-------- Extract --------

Every blue moon a carefully crafted judicial creation comes out of the law factory that excites citizens beyond the tight confines of the law.
Importantly, it provides an opportunity for the wider community to indulge in the vastly satisfying business of judge sledging.
Justice Peter Jacobson’s reasons in the Kookaburra Sits in an Old Gum Tree case is the latest offering in this category.
It touched something nervy.
“What a ridiculous ruling,” Angus Lawson of Pennant Hills wrote to The Sydney Morning Herald.
“An ignorant judgment,” declaimed Alan John of Arncliffe.
A “ludicrous court decision”, wrote au contraire in The National Times’ comment section.
“No wonder nobody has any faith in the judicial system in this country,” said a comment in an Age blog.
The case was a “scam … run by greedy lawyers … showing that copyright law is anachronistic … an insult to the spirit of larrikinism”.
“Men at Work turned a girlie song into a national anthem to the gratitude of most of us. Don’t they get any credit for the added value?” Richard Ure from Epping commented online.

--------

» **What is asked**:
a. In the commentary on the Kookaburra ruling, copy word for word the passage that begins at the words "Every blue moon" and ends after the words "touched something nervy.".
b. According to the commentary on the Kookaburra ruling, which judge gave the reasons in the Kookaburra Sits in an Old Gum Tree case?
c. Condense the paragraph of the Kookaburra ruling commentary that begins "Men at Work turned" into one shorter sentence, retaining its main points.

-------- Extracted information --------

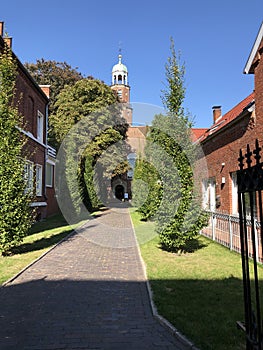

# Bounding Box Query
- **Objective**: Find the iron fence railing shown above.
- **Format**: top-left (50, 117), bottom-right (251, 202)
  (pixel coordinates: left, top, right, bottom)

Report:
top-left (201, 211), bottom-right (263, 263)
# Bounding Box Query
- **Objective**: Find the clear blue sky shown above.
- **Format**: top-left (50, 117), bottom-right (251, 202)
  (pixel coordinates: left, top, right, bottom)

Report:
top-left (0, 0), bottom-right (263, 127)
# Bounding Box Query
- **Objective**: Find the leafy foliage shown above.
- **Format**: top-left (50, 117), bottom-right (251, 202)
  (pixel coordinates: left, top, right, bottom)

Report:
top-left (132, 157), bottom-right (163, 220)
top-left (50, 78), bottom-right (128, 211)
top-left (0, 46), bottom-right (33, 254)
top-left (25, 58), bottom-right (83, 147)
top-left (135, 40), bottom-right (207, 251)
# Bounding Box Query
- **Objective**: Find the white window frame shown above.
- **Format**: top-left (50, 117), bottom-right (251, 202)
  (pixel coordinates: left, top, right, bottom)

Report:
top-left (37, 111), bottom-right (44, 143)
top-left (46, 162), bottom-right (55, 188)
top-left (36, 164), bottom-right (43, 197)
top-left (24, 160), bottom-right (34, 194)
top-left (202, 177), bottom-right (216, 211)
top-left (231, 172), bottom-right (238, 215)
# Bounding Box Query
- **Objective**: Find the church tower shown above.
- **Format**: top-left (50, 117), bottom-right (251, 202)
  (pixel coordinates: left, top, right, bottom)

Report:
top-left (111, 53), bottom-right (132, 125)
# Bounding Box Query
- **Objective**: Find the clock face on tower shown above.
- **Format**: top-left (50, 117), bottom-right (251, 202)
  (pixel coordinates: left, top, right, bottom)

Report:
top-left (111, 54), bottom-right (132, 125)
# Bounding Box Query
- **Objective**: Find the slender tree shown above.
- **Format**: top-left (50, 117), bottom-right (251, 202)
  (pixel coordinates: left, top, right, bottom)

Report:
top-left (136, 40), bottom-right (206, 251)
top-left (0, 46), bottom-right (33, 254)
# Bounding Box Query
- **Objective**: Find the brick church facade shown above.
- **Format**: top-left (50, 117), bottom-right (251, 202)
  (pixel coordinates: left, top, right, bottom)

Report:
top-left (111, 54), bottom-right (147, 200)
top-left (0, 22), bottom-right (58, 219)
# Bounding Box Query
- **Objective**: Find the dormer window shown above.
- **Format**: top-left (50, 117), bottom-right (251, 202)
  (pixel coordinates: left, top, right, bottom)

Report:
top-left (37, 111), bottom-right (44, 143)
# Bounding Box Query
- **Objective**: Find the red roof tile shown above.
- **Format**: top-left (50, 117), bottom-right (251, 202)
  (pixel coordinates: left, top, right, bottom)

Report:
top-left (195, 92), bottom-right (255, 142)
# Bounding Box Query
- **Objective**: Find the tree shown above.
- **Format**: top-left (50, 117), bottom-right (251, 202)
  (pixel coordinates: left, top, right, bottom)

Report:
top-left (0, 46), bottom-right (33, 254)
top-left (50, 78), bottom-right (128, 211)
top-left (25, 58), bottom-right (83, 147)
top-left (136, 40), bottom-right (207, 251)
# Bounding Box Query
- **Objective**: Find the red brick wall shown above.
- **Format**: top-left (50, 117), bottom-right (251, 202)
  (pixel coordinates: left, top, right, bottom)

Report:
top-left (254, 40), bottom-right (263, 135)
top-left (198, 36), bottom-right (263, 213)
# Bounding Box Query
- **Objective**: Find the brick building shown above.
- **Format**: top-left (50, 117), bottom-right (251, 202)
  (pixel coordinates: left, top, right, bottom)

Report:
top-left (0, 22), bottom-right (58, 219)
top-left (193, 24), bottom-right (263, 215)
top-left (111, 54), bottom-right (147, 200)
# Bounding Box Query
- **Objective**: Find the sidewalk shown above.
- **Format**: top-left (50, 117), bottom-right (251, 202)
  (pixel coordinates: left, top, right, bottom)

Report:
top-left (0, 208), bottom-right (194, 350)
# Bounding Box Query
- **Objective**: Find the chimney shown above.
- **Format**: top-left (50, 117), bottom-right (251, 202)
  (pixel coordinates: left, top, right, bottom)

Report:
top-left (212, 106), bottom-right (222, 123)
top-left (0, 21), bottom-right (4, 36)
top-left (4, 37), bottom-right (12, 49)
top-left (39, 85), bottom-right (50, 98)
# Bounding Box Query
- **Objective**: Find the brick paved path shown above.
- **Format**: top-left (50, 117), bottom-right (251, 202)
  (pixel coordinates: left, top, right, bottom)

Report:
top-left (0, 209), bottom-right (192, 350)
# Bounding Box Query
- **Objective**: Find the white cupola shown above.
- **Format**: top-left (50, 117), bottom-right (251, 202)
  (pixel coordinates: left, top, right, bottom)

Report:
top-left (112, 54), bottom-right (128, 85)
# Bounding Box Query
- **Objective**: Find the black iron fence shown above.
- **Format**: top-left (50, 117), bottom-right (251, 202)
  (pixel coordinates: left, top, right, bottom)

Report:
top-left (237, 141), bottom-right (263, 350)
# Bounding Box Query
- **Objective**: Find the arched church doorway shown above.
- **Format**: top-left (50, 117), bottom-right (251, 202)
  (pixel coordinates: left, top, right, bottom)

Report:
top-left (115, 185), bottom-right (124, 201)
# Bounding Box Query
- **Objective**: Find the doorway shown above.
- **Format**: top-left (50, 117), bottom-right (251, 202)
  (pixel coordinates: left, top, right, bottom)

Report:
top-left (115, 185), bottom-right (124, 201)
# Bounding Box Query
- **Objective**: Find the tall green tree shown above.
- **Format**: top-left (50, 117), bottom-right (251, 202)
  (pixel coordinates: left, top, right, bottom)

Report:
top-left (0, 46), bottom-right (33, 254)
top-left (50, 78), bottom-right (128, 210)
top-left (136, 40), bottom-right (206, 251)
top-left (25, 58), bottom-right (83, 147)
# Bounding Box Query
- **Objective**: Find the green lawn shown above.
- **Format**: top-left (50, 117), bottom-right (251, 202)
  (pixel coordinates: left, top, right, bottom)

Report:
top-left (0, 215), bottom-right (80, 285)
top-left (131, 212), bottom-right (262, 350)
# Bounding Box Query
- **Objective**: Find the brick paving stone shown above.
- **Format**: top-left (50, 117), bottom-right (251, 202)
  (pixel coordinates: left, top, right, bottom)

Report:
top-left (0, 208), bottom-right (194, 350)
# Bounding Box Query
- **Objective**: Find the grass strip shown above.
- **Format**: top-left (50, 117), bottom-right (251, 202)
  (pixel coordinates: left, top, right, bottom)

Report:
top-left (131, 211), bottom-right (263, 350)
top-left (0, 214), bottom-right (81, 285)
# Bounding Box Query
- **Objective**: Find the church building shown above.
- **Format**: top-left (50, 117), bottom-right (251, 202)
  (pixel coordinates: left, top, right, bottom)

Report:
top-left (111, 53), bottom-right (147, 201)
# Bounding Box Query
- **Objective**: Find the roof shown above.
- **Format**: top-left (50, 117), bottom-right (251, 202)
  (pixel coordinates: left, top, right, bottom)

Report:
top-left (112, 55), bottom-right (128, 73)
top-left (196, 92), bottom-right (255, 142)
top-left (244, 22), bottom-right (263, 74)
top-left (192, 128), bottom-right (208, 141)
top-left (0, 35), bottom-right (49, 103)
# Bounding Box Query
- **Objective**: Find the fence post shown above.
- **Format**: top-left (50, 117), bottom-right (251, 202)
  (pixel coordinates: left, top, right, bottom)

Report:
top-left (254, 218), bottom-right (259, 262)
top-left (228, 215), bottom-right (233, 250)
top-left (211, 211), bottom-right (215, 241)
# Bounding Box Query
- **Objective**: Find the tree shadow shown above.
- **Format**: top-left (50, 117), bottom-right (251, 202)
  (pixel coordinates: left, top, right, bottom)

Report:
top-left (9, 228), bottom-right (73, 255)
top-left (159, 237), bottom-right (207, 254)
top-left (27, 214), bottom-right (69, 236)
top-left (0, 276), bottom-right (249, 350)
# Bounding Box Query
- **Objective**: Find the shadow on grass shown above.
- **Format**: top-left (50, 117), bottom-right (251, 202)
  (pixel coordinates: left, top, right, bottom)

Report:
top-left (11, 228), bottom-right (72, 254)
top-left (150, 276), bottom-right (248, 350)
top-left (28, 214), bottom-right (68, 236)
top-left (159, 238), bottom-right (207, 254)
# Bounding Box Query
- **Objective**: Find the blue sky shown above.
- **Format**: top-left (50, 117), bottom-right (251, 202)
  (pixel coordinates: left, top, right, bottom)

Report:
top-left (0, 0), bottom-right (263, 127)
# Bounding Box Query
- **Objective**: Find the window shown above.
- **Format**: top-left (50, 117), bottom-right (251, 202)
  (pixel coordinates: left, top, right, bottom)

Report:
top-left (46, 163), bottom-right (54, 187)
top-left (202, 178), bottom-right (216, 211)
top-left (231, 172), bottom-right (238, 215)
top-left (127, 153), bottom-right (136, 179)
top-left (37, 111), bottom-right (44, 142)
top-left (24, 161), bottom-right (34, 193)
top-left (36, 164), bottom-right (42, 197)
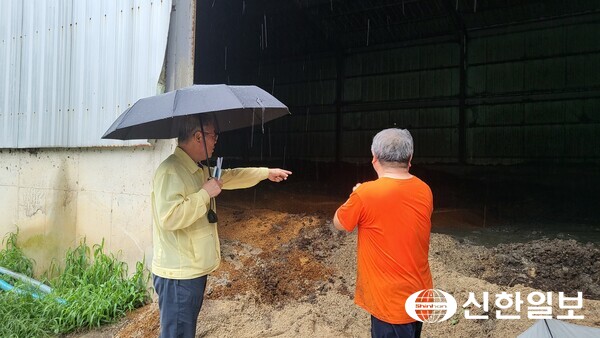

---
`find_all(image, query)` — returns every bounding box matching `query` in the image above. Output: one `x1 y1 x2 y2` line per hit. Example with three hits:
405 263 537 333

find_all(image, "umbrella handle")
206 197 219 223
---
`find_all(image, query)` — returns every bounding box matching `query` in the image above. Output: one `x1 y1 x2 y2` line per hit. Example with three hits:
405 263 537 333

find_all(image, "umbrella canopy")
102 85 290 140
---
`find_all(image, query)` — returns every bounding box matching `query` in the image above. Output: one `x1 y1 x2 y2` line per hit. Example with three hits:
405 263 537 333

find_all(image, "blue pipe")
0 266 52 293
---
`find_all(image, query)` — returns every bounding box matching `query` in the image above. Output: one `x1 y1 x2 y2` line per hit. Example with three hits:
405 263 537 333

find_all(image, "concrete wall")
0 141 175 274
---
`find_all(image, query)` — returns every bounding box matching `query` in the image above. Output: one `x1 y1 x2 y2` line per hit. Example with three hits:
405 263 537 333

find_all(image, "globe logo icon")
404 289 457 323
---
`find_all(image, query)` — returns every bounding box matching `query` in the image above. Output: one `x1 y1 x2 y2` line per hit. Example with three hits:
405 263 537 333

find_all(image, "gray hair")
371 128 413 167
177 114 214 143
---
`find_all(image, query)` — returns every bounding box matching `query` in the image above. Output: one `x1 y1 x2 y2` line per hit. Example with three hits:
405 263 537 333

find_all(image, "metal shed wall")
466 18 600 164
0 0 171 148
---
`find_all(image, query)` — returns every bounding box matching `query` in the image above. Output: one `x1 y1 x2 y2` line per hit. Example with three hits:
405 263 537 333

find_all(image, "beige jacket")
152 147 269 279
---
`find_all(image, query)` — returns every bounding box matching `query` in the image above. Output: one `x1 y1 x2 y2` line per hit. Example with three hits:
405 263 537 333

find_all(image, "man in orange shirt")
333 128 433 337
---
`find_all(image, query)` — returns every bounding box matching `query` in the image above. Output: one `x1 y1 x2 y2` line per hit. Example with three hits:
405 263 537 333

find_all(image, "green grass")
0 233 150 337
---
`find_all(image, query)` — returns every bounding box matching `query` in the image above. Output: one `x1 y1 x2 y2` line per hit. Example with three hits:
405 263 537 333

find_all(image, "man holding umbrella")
152 114 292 338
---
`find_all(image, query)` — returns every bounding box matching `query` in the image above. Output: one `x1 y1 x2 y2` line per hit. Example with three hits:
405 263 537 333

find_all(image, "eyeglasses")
204 131 219 142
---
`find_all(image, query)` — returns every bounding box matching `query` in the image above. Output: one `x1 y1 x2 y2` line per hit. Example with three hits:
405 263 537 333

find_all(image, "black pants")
371 316 423 338
153 275 207 338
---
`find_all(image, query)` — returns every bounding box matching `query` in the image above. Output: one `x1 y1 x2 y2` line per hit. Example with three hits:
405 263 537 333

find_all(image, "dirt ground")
73 185 600 338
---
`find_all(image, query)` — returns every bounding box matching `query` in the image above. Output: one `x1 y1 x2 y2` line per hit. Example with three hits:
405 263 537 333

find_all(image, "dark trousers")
153 275 207 338
371 316 423 338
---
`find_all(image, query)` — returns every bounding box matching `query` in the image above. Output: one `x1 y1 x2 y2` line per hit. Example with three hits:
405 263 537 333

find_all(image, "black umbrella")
102 85 290 140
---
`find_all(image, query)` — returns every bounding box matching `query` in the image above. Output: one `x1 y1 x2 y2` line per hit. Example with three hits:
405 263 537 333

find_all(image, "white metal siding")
0 0 171 148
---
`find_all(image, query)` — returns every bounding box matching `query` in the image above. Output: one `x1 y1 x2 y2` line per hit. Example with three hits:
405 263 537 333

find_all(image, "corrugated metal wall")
467 22 600 163
0 0 171 148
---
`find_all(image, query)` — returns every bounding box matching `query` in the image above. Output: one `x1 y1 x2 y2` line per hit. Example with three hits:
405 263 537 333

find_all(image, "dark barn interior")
194 0 600 242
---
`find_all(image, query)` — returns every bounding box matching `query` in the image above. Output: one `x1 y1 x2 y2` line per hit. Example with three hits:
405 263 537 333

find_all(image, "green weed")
0 234 150 337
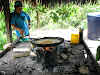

--------

» **Answer list**:
a.
Every blue moon a carefully crafted judicial creation comes out of the law factory that excites citizens beyond the tight confines of the law.
Importantly, it provides an opportunity for the wider community to indulge in the vastly satisfying business of judge sledging.
Justice Peter Jacobson’s reasons in the Kookaburra Sits in an Old Gum Tree case is the latest offering in this category.
It touched something nervy.

b. Justice Peter Jacobson.

c. Richard Ure from Epping commented online that Men at Work made a girlie song into a national anthem, for which most are grateful, and asked whether the band deserves credit for that added value.